Pull out every line in the items below that contains the word "construction". Case counts.

• • • • • • •

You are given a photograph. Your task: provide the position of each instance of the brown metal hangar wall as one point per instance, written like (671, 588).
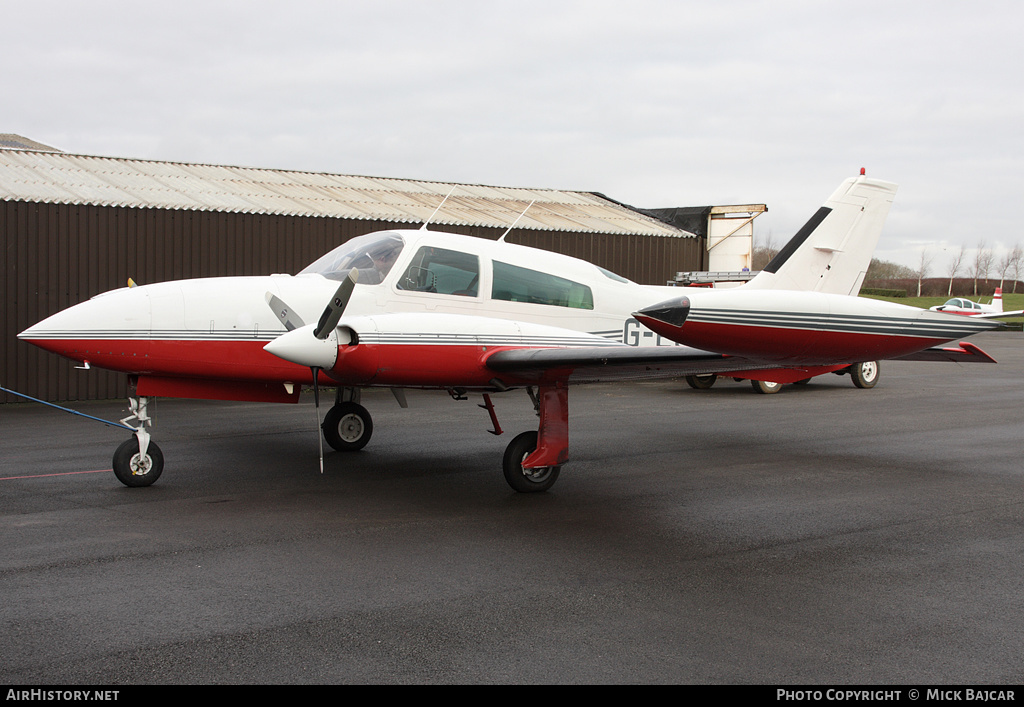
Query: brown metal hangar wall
(55, 255)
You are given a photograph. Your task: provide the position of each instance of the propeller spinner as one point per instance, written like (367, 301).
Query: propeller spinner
(309, 345)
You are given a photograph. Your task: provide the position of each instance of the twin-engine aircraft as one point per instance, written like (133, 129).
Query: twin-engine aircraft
(963, 305)
(429, 309)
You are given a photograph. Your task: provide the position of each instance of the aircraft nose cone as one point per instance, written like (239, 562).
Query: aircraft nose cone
(300, 346)
(673, 312)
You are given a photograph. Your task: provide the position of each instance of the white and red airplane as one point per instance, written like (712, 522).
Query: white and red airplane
(963, 305)
(460, 314)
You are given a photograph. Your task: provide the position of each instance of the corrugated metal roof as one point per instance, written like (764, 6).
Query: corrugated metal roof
(59, 177)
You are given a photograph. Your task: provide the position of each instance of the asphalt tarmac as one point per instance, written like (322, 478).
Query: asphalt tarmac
(821, 535)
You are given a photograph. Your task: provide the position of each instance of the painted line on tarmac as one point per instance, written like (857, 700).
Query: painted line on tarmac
(60, 473)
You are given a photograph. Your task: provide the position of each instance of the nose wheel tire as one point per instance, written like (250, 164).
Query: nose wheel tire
(865, 375)
(347, 426)
(132, 468)
(701, 382)
(766, 387)
(522, 480)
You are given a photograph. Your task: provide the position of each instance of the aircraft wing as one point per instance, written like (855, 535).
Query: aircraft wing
(597, 364)
(966, 352)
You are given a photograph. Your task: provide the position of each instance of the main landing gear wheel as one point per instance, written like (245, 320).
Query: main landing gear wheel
(865, 375)
(526, 481)
(347, 426)
(765, 386)
(133, 469)
(701, 382)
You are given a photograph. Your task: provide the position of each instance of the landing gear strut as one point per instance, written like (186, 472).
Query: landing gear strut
(347, 426)
(138, 460)
(523, 480)
(532, 460)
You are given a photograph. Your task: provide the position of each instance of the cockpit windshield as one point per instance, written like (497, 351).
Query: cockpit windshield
(373, 255)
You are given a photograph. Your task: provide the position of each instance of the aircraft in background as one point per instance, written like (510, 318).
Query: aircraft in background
(963, 305)
(465, 315)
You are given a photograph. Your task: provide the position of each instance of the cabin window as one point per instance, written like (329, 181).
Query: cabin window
(373, 255)
(514, 284)
(442, 272)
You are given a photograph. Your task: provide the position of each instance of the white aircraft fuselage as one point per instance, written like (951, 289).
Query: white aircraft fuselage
(439, 310)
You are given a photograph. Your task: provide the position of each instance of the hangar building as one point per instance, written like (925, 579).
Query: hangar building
(75, 225)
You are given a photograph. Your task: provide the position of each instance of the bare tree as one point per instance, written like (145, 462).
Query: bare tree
(982, 264)
(954, 267)
(923, 265)
(1015, 259)
(763, 252)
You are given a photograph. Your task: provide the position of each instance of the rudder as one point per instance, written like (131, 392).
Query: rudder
(832, 252)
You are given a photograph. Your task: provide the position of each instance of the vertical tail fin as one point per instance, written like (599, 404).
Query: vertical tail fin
(834, 249)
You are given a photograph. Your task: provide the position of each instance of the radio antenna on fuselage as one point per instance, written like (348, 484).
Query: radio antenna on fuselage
(502, 239)
(424, 226)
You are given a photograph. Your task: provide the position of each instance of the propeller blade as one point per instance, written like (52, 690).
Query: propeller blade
(320, 437)
(329, 320)
(284, 313)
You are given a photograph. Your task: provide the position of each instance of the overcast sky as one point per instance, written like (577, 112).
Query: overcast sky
(651, 102)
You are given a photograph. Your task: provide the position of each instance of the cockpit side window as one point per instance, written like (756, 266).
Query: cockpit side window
(373, 255)
(516, 284)
(442, 272)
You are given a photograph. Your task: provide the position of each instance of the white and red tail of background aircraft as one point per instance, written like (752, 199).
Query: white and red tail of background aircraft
(464, 315)
(963, 305)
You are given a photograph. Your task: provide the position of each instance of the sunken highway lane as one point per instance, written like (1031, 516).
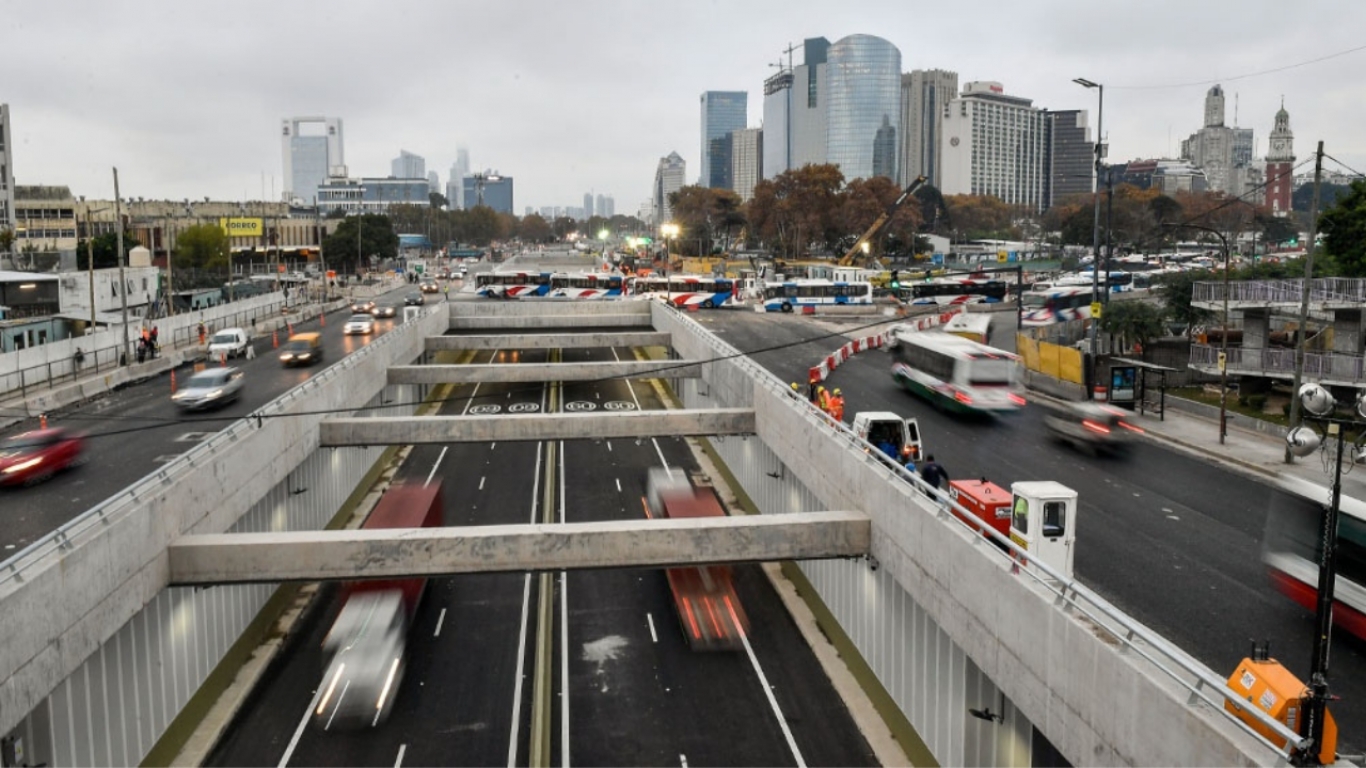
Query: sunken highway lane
(135, 429)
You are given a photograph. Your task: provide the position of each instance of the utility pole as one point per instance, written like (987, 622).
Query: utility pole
(1303, 298)
(123, 282)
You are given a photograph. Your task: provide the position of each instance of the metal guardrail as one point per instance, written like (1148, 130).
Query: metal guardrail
(1321, 290)
(1070, 595)
(123, 502)
(1273, 361)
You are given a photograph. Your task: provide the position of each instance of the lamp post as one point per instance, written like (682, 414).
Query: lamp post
(1096, 219)
(1318, 406)
(1223, 340)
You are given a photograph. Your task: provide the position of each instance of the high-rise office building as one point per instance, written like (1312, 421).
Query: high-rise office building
(924, 96)
(1280, 166)
(746, 161)
(7, 219)
(1071, 156)
(313, 151)
(491, 190)
(777, 123)
(995, 144)
(668, 178)
(810, 90)
(407, 166)
(723, 111)
(863, 97)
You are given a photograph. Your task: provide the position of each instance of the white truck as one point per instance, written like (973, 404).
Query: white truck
(887, 428)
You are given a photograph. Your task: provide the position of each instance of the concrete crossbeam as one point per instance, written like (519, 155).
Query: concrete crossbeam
(507, 373)
(316, 555)
(407, 431)
(485, 321)
(545, 340)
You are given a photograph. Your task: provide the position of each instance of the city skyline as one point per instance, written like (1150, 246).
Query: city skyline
(170, 134)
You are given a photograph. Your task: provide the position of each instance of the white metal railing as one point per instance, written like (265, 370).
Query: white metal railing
(1070, 595)
(126, 500)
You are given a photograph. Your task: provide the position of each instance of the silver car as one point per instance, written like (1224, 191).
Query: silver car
(209, 388)
(359, 324)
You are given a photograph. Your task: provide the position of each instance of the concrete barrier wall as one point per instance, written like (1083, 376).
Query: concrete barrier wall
(75, 599)
(1063, 673)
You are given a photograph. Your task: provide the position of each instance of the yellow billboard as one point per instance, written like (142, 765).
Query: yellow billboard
(239, 227)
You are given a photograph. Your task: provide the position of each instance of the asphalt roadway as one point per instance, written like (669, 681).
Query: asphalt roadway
(626, 688)
(133, 431)
(1171, 539)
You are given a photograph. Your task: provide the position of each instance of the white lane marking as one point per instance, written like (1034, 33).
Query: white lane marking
(303, 723)
(564, 636)
(526, 618)
(630, 387)
(768, 692)
(441, 455)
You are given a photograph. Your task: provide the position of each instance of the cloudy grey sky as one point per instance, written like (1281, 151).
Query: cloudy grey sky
(186, 99)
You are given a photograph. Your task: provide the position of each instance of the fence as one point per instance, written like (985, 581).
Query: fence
(56, 361)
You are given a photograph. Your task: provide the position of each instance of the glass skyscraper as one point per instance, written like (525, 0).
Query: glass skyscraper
(723, 111)
(863, 97)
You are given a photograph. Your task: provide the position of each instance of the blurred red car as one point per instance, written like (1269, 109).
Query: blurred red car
(33, 457)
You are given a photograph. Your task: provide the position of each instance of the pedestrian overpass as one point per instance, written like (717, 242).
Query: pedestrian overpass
(111, 632)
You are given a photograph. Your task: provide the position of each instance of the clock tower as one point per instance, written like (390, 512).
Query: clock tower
(1280, 164)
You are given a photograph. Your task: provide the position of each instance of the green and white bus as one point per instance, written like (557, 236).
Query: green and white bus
(955, 373)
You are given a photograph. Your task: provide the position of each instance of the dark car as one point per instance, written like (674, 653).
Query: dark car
(37, 455)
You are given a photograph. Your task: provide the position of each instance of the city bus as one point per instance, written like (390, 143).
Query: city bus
(705, 291)
(943, 291)
(1292, 550)
(955, 373)
(512, 284)
(1056, 305)
(783, 297)
(588, 286)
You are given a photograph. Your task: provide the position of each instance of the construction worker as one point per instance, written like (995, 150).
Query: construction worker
(836, 407)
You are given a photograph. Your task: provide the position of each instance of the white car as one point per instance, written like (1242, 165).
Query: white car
(359, 324)
(231, 342)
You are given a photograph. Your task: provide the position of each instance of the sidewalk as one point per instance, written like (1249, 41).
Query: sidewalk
(1250, 451)
(18, 409)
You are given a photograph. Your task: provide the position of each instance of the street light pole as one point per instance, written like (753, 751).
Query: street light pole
(1096, 217)
(123, 282)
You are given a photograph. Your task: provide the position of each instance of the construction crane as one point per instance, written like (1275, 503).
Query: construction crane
(855, 250)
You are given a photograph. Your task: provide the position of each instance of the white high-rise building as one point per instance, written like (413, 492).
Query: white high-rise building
(313, 152)
(407, 166)
(7, 220)
(746, 161)
(668, 178)
(924, 96)
(995, 144)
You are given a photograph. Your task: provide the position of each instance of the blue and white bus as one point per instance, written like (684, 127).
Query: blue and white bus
(783, 297)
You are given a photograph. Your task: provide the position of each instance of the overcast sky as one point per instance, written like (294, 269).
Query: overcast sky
(567, 97)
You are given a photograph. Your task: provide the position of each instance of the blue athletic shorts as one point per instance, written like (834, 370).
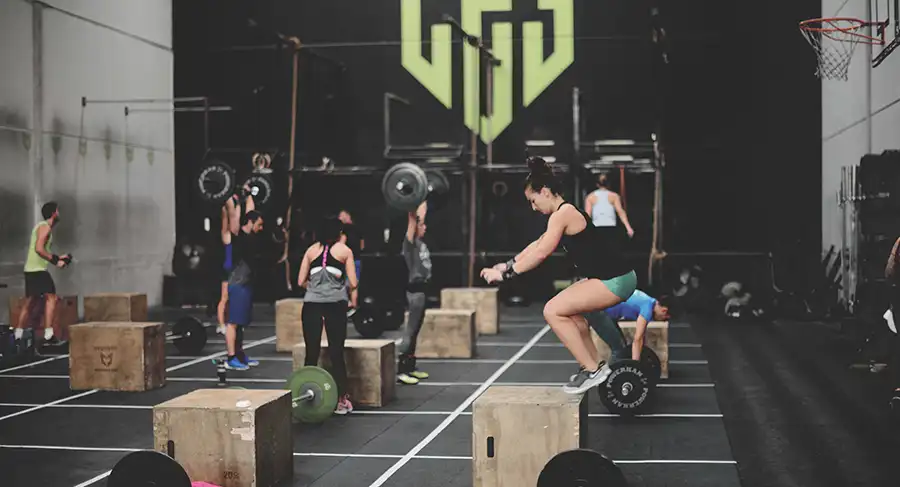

• • • • • • •

§ **Exercise solution**
You are given a photograph. Your task: provide the position of each instance of the construction worker as one point per instance, written like (995, 150).
Query: construction worker
You are given a photograph. Your task: provide the position of each instance of the construction crane as one point per instance, written like (1275, 503).
Query: construction crane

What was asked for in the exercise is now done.